◆ Problem:
Count the lines in the records below that contain the string "water", matching case exactly, and give only the number.

═════ Records ═════

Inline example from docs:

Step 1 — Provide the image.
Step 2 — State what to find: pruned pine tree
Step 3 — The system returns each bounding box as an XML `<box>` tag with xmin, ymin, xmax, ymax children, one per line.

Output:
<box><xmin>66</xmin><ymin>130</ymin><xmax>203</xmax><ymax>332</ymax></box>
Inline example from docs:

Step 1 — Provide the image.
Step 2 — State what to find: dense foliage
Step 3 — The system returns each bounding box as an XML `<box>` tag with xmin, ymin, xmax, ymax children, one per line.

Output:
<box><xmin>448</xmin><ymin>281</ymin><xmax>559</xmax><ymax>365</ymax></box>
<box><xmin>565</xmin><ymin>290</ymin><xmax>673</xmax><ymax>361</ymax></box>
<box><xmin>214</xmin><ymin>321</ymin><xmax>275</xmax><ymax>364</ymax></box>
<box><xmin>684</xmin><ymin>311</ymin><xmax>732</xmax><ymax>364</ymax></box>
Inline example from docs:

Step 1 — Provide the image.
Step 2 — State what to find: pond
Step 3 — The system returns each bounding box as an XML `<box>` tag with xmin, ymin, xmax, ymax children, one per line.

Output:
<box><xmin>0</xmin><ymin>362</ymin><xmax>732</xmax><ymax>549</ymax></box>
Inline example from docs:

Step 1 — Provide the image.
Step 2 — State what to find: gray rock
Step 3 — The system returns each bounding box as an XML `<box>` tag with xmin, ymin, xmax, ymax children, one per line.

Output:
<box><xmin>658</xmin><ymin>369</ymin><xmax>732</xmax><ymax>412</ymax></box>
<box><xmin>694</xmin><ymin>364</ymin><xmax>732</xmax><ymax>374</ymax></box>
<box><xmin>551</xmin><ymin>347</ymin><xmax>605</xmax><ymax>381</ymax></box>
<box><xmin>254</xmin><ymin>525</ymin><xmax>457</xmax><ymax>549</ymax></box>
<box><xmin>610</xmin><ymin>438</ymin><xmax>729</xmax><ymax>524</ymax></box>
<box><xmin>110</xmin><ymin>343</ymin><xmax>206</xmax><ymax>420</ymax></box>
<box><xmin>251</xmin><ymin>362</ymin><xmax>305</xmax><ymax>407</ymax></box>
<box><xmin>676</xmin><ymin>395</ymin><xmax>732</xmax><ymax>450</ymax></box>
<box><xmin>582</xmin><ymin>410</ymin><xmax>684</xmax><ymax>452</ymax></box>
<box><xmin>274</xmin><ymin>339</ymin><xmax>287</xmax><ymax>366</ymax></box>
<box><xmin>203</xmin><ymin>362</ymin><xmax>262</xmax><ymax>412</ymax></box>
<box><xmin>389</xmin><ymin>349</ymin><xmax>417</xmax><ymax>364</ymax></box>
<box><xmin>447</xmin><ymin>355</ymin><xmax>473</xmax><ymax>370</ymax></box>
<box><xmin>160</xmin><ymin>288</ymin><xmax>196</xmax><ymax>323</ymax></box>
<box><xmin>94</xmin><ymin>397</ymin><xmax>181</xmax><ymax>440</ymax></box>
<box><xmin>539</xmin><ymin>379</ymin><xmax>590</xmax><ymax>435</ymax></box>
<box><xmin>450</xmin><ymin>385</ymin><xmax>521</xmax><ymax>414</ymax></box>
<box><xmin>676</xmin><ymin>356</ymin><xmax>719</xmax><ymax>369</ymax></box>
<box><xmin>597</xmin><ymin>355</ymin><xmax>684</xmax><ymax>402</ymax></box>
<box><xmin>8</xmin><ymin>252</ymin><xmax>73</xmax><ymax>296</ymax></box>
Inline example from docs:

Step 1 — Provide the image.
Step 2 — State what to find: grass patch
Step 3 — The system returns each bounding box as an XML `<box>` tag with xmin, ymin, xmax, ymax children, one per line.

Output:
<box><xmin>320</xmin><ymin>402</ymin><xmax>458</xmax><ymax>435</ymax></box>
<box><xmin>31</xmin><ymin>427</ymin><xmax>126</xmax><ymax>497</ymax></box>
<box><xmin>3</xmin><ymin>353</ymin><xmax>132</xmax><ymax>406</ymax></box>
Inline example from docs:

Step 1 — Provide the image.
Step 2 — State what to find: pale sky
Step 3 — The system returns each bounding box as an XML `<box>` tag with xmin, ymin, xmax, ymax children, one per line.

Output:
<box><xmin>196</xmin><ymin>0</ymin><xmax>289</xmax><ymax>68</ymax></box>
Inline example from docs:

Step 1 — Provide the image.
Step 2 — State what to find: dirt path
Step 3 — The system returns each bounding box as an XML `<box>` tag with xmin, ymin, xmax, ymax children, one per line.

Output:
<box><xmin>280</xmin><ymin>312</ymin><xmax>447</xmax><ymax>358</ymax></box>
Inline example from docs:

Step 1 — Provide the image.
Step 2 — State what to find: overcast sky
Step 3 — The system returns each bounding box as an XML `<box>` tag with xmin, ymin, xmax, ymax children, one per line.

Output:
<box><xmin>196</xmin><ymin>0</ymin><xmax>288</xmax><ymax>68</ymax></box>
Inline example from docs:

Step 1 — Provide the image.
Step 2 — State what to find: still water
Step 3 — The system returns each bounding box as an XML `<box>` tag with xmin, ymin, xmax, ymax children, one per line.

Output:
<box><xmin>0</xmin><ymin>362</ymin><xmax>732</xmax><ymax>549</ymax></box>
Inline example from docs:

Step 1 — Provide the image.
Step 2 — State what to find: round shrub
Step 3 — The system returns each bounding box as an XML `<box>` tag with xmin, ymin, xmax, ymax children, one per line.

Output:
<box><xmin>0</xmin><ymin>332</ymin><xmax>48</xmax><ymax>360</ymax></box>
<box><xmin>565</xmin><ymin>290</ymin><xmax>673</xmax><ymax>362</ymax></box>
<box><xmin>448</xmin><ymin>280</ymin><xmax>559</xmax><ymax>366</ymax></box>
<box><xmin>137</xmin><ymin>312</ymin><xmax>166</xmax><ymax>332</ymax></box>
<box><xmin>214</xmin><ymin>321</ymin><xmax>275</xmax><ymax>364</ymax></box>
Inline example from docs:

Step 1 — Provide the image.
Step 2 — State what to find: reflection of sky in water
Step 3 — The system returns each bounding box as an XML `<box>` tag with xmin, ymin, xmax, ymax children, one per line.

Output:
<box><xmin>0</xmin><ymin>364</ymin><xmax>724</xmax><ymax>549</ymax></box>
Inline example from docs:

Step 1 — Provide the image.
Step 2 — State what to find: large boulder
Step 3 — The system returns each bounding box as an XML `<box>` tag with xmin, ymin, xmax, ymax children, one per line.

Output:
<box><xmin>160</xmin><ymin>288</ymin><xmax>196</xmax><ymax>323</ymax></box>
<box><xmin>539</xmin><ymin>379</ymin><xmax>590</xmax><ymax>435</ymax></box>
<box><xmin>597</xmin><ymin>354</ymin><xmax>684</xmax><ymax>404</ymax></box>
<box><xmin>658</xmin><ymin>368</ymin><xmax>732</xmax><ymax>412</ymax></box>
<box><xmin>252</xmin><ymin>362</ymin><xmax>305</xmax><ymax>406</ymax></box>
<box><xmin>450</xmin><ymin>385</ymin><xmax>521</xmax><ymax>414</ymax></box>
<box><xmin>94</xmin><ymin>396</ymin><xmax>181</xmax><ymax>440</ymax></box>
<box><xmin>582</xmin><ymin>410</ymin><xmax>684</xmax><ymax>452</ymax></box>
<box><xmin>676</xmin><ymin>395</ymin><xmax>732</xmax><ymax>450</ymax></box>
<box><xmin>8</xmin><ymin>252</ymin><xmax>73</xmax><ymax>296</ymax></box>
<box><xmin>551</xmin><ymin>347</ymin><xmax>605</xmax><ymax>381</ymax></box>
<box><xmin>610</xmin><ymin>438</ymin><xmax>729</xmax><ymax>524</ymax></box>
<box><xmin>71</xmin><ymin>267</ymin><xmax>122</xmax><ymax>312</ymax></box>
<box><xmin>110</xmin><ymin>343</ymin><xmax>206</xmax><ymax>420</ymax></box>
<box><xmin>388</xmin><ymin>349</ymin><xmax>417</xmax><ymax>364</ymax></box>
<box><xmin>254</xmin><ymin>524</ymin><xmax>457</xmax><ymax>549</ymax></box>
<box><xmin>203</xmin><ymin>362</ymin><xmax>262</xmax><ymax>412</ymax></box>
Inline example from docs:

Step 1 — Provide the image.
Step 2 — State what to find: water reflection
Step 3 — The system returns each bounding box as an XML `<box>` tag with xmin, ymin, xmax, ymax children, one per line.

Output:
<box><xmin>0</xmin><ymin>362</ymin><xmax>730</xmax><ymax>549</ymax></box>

═════

◆ Completed exercise:
3